- What you should do
An exact, complete copy of the entries is what is needed.

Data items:
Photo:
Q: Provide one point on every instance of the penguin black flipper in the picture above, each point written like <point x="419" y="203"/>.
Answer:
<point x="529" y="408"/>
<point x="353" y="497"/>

- Result for this exercise
Photo:
Q: Provide one point on every instance of the penguin black flipper in the picture above, each point written like <point x="419" y="203"/>.
Answer:
<point x="529" y="408"/>
<point x="353" y="497"/>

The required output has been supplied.